==== EXCERPTED RECORDS

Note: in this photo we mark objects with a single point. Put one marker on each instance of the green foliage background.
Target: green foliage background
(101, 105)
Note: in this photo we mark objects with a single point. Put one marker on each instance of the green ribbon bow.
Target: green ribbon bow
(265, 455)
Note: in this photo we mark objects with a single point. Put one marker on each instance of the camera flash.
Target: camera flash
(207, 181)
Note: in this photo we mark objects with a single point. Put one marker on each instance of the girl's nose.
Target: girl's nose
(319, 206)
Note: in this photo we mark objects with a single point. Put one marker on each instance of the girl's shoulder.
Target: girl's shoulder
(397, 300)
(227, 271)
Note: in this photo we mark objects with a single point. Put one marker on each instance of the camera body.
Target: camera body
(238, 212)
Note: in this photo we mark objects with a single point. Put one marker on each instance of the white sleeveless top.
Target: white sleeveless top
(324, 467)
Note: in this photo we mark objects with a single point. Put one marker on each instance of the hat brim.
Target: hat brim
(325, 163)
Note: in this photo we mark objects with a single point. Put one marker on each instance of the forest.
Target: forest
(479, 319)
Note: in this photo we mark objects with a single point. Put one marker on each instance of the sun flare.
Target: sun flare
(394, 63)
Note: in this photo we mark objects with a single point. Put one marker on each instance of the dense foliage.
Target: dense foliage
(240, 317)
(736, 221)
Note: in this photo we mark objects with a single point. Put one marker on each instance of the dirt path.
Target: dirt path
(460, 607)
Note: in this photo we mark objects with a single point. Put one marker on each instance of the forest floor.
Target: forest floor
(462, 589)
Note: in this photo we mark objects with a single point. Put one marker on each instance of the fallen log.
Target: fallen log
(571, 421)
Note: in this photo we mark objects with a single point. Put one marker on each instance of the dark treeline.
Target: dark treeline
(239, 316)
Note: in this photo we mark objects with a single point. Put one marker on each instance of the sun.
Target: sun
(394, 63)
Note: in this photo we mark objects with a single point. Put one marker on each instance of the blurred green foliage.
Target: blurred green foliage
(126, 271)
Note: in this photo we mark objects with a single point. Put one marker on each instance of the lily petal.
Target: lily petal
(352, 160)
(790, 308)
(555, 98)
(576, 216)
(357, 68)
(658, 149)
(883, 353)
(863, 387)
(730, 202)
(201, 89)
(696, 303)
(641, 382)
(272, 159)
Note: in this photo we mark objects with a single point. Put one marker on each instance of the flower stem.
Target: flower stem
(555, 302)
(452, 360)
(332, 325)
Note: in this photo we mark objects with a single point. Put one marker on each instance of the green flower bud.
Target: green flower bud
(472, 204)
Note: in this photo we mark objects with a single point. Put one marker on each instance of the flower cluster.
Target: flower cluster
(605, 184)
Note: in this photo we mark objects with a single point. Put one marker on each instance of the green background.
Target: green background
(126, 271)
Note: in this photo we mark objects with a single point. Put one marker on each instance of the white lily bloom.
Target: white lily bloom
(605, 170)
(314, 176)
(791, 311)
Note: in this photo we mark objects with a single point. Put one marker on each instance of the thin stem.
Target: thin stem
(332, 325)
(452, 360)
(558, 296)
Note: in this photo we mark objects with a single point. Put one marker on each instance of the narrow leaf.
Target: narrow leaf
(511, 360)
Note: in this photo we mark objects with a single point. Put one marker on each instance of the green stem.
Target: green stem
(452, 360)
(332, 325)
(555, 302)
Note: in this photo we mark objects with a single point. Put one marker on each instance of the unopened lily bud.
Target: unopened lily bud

========

**WHAT TO WORK ON**
Begin with the line that contains "the dark treeline." and quote each line after it exactly, stopping after the last line of the data.

**RIGHT ANSWER**
Note: in this photo we mark objects with a single point. Put one marker on each instance of the dark treeline.
Target: dark treeline
(239, 316)
Note: in this photo we mark objects with a single point. Put one marker on each instance of the sun.
Target: sun
(394, 63)
Note: in this photo we mark objects with a single point. Put one marker on each instance of the blurred green foliage.
Target: blurred green foliage
(126, 271)
Note: in this photo we mark objects with a single point. Put one marker on each instance of the lily petal.
Target: lily petal
(352, 160)
(790, 308)
(555, 98)
(576, 216)
(357, 68)
(658, 149)
(883, 353)
(863, 387)
(730, 202)
(201, 89)
(696, 303)
(641, 382)
(272, 159)
Note: in this photo we mark objects with a single point. Put one marker on each instance of the flower stem.
Target: flower stem
(555, 302)
(452, 360)
(332, 325)
Note: in this photo we mark objects with a single point. Put one marker on each instance of the green flower bud.
Target: green flower bud
(472, 204)
Note: in this photo we mark objects with a single point. Put one marker on each instance of the flower cluster.
Target: flower cluster
(605, 184)
Note: in this photo we mark objects with a single point. Put one marker on each instance of the green background.
Target: green background
(126, 271)
Note: in this photo we mark objects with a single point. Put one marker on each instance of the white lily bloom.
Target: white lily bloom
(605, 170)
(314, 176)
(791, 311)
Note: in this photo we mark objects with a single point. Put one marker on each instance of the thin stem.
Target: thin stem
(332, 325)
(452, 360)
(558, 296)
Note: in this photo we mark objects with a single point. Put one marker on each instance of the narrow leaf.
Target: narrow leaf
(511, 360)
Note: in this photo we mark objects with a single point. Put one marker on each instance of the green stem.
Target: green stem
(452, 360)
(332, 325)
(555, 302)
Note: in this photo we mark objects with a single point. Put one marker on each instance of the unopened lily bud.
Target: unopened lily bud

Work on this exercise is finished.